Exercises to complete:
1. Check each statement against the Openbox bug thread. For each, answer yes or no and quote the deciding words from the thread: (a) Openbox keeps its list of windows as a singly-linked list; (b) the bug's information type was changed from Private Security to Public; (c) Aaron Rainbolt already has upload access to the openbox package.
2. Extend the Openbox bug thread from its last sentence onward, carrying on the partial review of the patch.

=== Supplied text ===

Revision history for this message
Apport retracing service (apport) wrote : Stacktrace.txt
Revision history for this message
Apport retracing service (apport) wrote : StacktraceSource.txt
Revision history for this message
Apport retracing service (apport) wrote : ThreadStacktrace.txt
Revision history for this message
Thomas Ward (teward) wrote :

After discussion with the Security Team, we do not believe this is a Security bug and that there currently is no need to keep it private as there is other public discourse via other related bugs on other trackers and here in Launchpad with other bugs (marked as dupes of this or such).

information type: Private Security → Public
Revision history for this message
Ubuntu QA Website (ubuntuqa) wrote :

This bug has been reported on the Ubuntu ISO testing tracker.

A list of all reports related to this bug can be found here:
https://iso.qa.ubuntu.com/qatracker/reports/bugs/2011751

tags: added: iso-testing
Revision history for this message
Aaron Rainbolt (arraybolt3) wrote (last edit ):

I believe we have a working patch for the problem. A quick summary of what it looks like is happening:

Openbox maintains a list of windows organized by stacking order from highest to lowest. This is a doubly-linked list.

There is a function in Openbox called client_calc_layer that uses a pointer into this list to walk through it while modifying it. When client_calc_layer modifies the list, it also messes up the pointer that it is actively using to walk through the list. The next element that Openbox loads contains a dangling pointer, and that promptly results in a segfault when Openbox tries to dereference that pointer.

To solve the problem, I added a patch that makes Openbox save a pointer to the list element *before* the current element before modifying the list. When the list is then modified, the still-valid pointer to the previous list element is used to get a new (and actually usable!) pointer to the current list element. The old, broken pointer is then overwritten by the new, working pointer, and the segfaults stop.

Using the patch, I am no longer able to reproduce this bug when following the testcase (open a browser fullscreen, right-click a link, and click "Open in new window"). I have the patched Openbox uploaded to a PPA here: https://launchpad.net/~arraybolt3/+archive/ubuntu/openbox

Changed in glib2.0 (Ubuntu):
assignee: nobody → Aaron Rainbolt (arraybolt3)
assignee: Aaron Rainbolt (arraybolt3) → nobody
Changed in openbox (Ubuntu):
assignee: nobody → Aaron Rainbolt (arraybolt3)
Changed in glib2.0 (Ubuntu):
status: Confirmed → Invalid
Revision history for this message
Aaron Rainbolt (arraybolt3) wrote :

I don't have upload access to this package yet (it's not in the Lubuntu packageset apparently) so I'm uploading the patch here so that it can be sponsored.

Revision history for this message
Dan Bungert (dbungert) wrote :

Partial review of the patch so far. I haven't read much openbox code so take this with a grain of salt.

=== Information given ===

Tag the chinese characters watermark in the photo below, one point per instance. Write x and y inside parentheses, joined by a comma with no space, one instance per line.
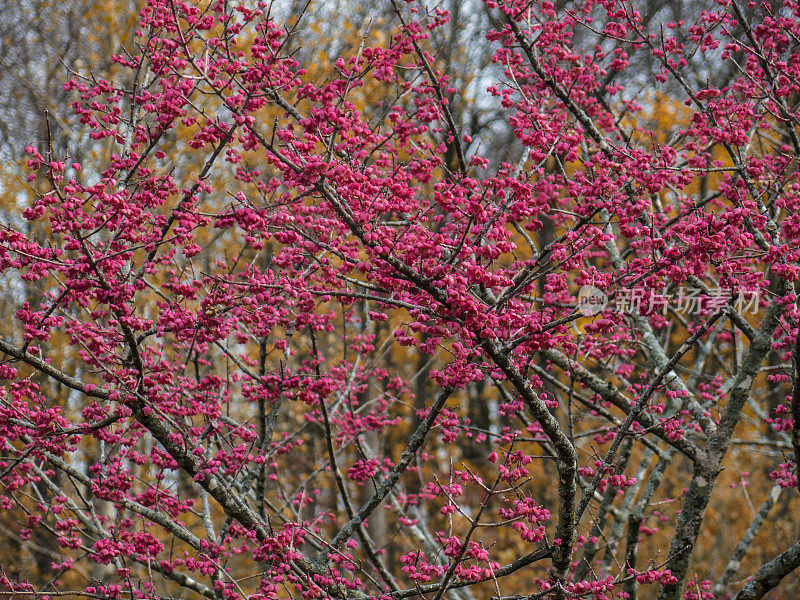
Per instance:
(644,301)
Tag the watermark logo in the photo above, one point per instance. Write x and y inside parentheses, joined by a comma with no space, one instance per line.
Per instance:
(591,300)
(645,301)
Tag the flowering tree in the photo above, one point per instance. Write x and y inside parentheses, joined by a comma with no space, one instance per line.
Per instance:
(211,380)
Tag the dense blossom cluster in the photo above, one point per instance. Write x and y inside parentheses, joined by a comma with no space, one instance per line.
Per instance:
(198,378)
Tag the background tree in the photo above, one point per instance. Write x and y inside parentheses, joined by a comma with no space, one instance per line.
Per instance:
(295,314)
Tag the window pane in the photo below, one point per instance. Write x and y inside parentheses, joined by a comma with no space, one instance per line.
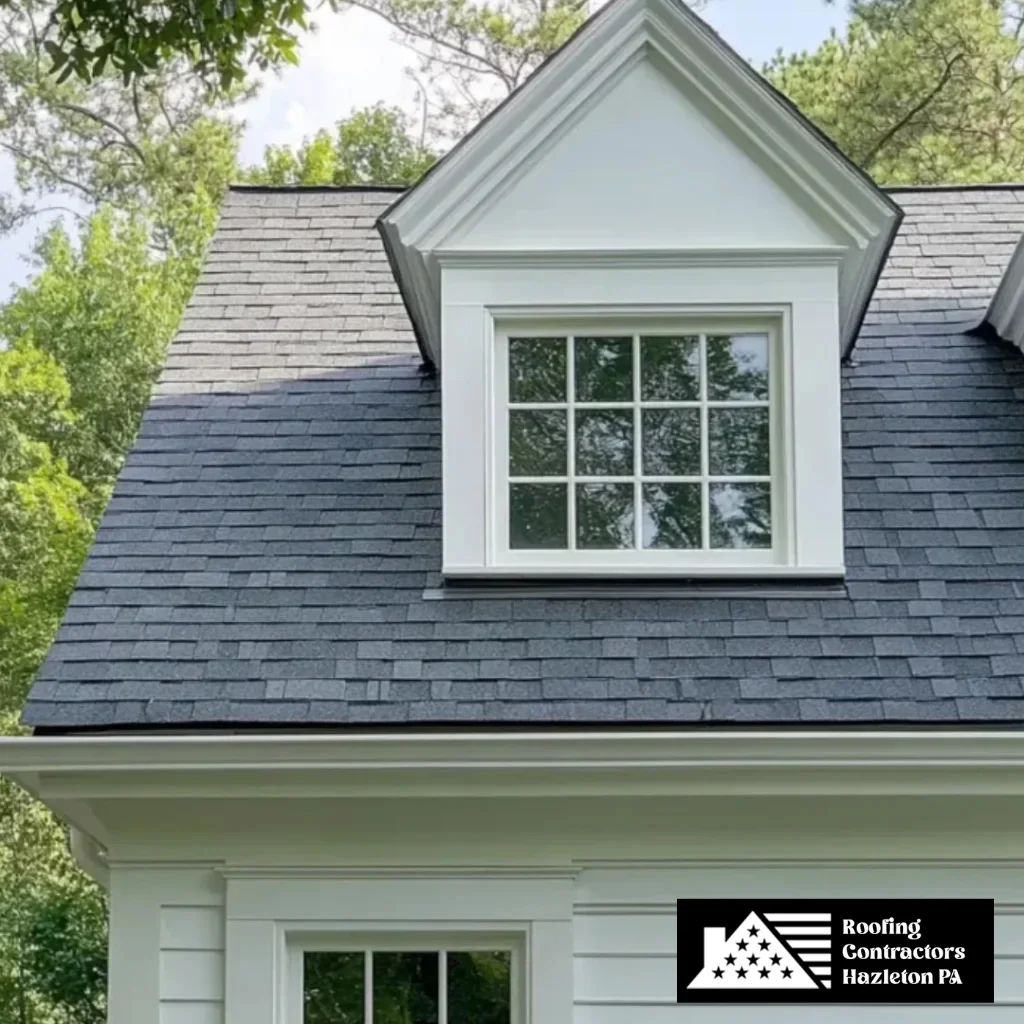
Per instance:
(737,441)
(538,515)
(479,988)
(604,369)
(740,515)
(671,439)
(672,515)
(670,369)
(604,515)
(604,442)
(333,988)
(537,370)
(404,988)
(737,367)
(538,443)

===

Exercise results:
1.
(a) No: "This is a doubly-linked list."
(b) Yes: "information type: Private Security → Public"
(c) No: "I don't have upload access to this package yet"

2.
https://bugzilla.icculus.org/show_bug.cgi?id=6669#c9 mentions a concern that itPrev may still be pointing to invalid data. I share this concern. I think some interesting testcases are what happens with lists that have one or two elements, which then are modified by this function. In the single element case, I believe your itPrev now points to the deleted item, and in the two element case, itPrev may be ok but itPrev->prev or itPrev->next are both probably not valid.

https://bugzilla.icculus.org/show_bug.cgi?id=6669#c5 mentions a work branch. I suggest tracking that down and considering it. It's presumably this patch https://bugzilla.icculus.org/attachment.cgi?id=3646&action=diff.

Revision history for this message
Aaron Rainbolt (arraybolt3) wrote :

@dbungert: While the patch that simply copies the list is a possible way of doing things, a very experienced user on the Arch Linux forums had concerns about doing things that way, see https://bbs.archlinux.org/viewtopic.php?pid=2090570#p2090570 "But creating a copy of the list is inefficient and only glosses over the actual problem (and probably will cause X11 errors and/or behavioral differences - maybe maintain them b/c of the status quo ante)"

In the two-item case, as long as the rest of Openbox code keeps the list consistent after removing *and adding* an item (because keep in mind the code doesn't just remove stuff, it also adds stuff), everything should be fine. itPrev->next should point to a valid item unless the underlying list has become corrupted.

In the one item case, the first iteration through the loop works, and with only one item, there will only be one iteration through the loop, so presumably the crash won't happen unless the one item case triggers a crash in some other way.

I'll test both and report back what happens.

Revision history for this message
Aaron Rainbolt (arraybolt3) wrote :

OK, so I'm not entirely sure testing the one item case is even possible since the crash happens when switching from a fullscreen window (which implies that there are at least two windows). However, this is what I did, and everything was successful (no crashes).

1. Boot a Lubuntu Lunar ISO, and install the patched Openbox into it.
2. Log out.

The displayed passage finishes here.